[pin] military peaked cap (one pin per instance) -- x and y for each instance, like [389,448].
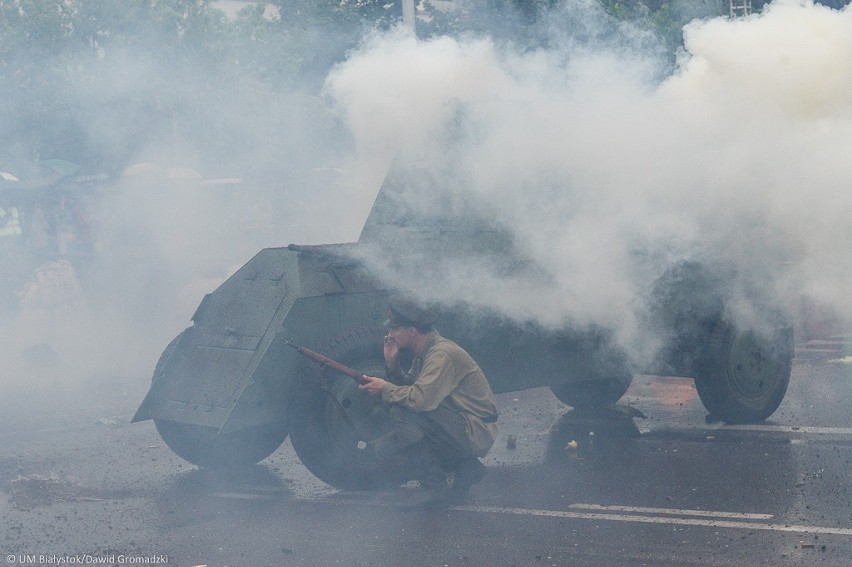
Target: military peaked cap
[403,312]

• • • •

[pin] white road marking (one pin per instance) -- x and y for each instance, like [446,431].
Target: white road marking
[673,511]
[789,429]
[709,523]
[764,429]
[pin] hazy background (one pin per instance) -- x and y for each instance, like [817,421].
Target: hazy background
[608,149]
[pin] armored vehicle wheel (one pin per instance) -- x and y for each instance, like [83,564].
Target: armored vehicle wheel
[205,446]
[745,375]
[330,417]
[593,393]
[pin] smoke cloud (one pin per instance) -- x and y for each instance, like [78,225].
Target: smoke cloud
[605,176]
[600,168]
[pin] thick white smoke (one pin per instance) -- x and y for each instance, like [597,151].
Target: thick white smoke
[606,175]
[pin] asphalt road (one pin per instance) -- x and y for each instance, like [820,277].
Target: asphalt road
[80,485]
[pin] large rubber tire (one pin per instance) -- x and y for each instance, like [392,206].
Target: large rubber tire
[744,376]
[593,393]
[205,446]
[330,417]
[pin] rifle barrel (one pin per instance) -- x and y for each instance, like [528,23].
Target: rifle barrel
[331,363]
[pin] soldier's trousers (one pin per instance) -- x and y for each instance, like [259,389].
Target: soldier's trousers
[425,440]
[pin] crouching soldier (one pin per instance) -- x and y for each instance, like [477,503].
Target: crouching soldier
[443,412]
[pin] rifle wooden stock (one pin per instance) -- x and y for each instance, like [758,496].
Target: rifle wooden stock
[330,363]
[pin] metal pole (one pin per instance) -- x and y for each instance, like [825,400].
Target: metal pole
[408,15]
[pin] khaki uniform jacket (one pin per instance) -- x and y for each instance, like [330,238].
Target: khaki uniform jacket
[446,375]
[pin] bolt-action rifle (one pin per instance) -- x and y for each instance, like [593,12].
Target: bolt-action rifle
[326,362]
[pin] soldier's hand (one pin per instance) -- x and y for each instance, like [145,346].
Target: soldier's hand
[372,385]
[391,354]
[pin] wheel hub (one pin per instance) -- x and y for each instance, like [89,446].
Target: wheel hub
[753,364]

• • • •

Please collect every line from the records above that contains the word "cloud", copying each one in full.

[pin] smoke cloud (one pin per instance) -- x and y for each instance, like [78,225].
Target: smoke cloud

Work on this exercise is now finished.